WHAT TO DO: How many lines in the items below contain the string "purple"? Letter case matters. Reply with the number alone.

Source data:
# # # # #

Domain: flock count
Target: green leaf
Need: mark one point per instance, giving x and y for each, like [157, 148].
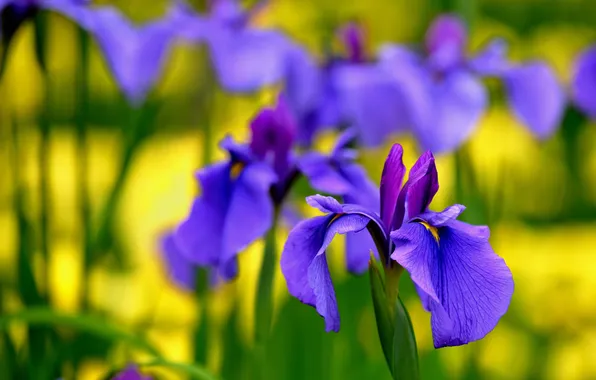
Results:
[385, 326]
[42, 316]
[194, 371]
[405, 353]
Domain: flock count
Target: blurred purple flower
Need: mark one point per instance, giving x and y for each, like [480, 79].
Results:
[240, 196]
[441, 94]
[245, 58]
[135, 54]
[344, 91]
[131, 373]
[461, 281]
[584, 82]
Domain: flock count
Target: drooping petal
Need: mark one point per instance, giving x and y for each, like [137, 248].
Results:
[391, 181]
[199, 237]
[446, 40]
[322, 175]
[459, 100]
[584, 82]
[250, 210]
[246, 60]
[304, 265]
[536, 97]
[370, 100]
[324, 204]
[468, 286]
[135, 54]
[352, 37]
[181, 271]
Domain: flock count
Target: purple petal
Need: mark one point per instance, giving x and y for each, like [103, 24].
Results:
[181, 271]
[370, 100]
[360, 244]
[536, 97]
[246, 60]
[324, 204]
[352, 37]
[273, 131]
[190, 26]
[250, 211]
[491, 61]
[468, 286]
[135, 54]
[322, 175]
[391, 181]
[446, 41]
[420, 189]
[304, 265]
[199, 236]
[459, 101]
[584, 82]
[302, 81]
[439, 219]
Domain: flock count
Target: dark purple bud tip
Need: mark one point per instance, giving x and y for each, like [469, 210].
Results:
[352, 37]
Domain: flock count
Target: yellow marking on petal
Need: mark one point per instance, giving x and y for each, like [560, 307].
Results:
[335, 217]
[433, 230]
[236, 169]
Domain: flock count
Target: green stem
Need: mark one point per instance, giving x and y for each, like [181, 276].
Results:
[82, 164]
[264, 300]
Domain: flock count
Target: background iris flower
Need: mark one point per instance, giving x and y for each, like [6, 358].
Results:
[440, 96]
[460, 280]
[584, 82]
[241, 197]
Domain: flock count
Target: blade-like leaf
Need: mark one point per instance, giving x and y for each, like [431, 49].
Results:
[405, 353]
[385, 326]
[42, 316]
[194, 371]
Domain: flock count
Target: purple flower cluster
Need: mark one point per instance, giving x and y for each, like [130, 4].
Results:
[460, 280]
[242, 196]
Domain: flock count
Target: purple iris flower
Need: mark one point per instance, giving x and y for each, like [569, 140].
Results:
[441, 97]
[131, 373]
[460, 279]
[135, 54]
[245, 58]
[241, 196]
[345, 90]
[584, 82]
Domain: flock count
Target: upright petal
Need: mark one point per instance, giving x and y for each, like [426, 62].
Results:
[273, 131]
[391, 181]
[446, 40]
[250, 211]
[352, 37]
[584, 82]
[304, 265]
[135, 54]
[420, 189]
[459, 101]
[536, 97]
[492, 60]
[180, 270]
[199, 237]
[468, 287]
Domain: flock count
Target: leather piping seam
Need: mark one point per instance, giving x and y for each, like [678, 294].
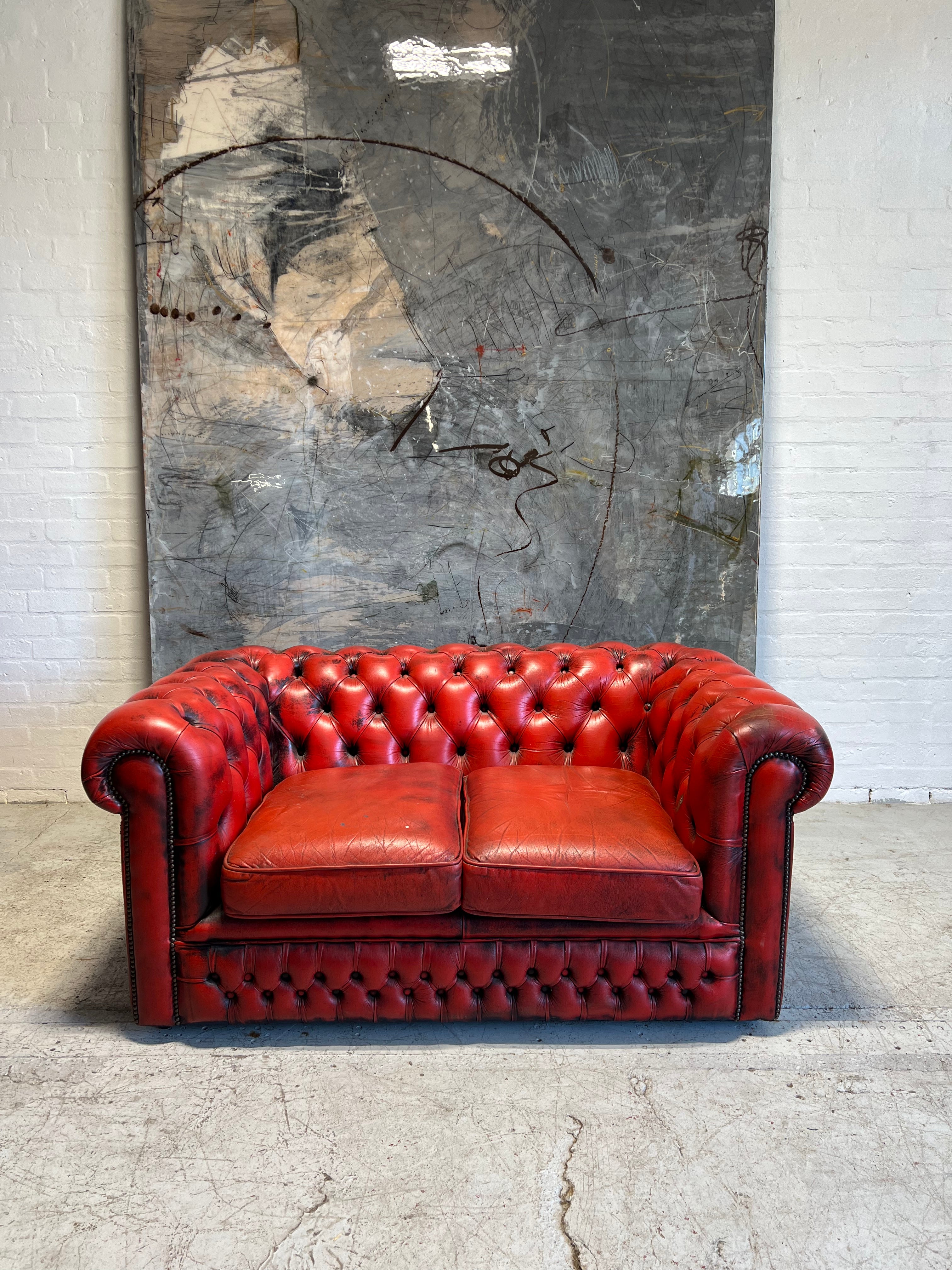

# # # # #

THE REPLY: 5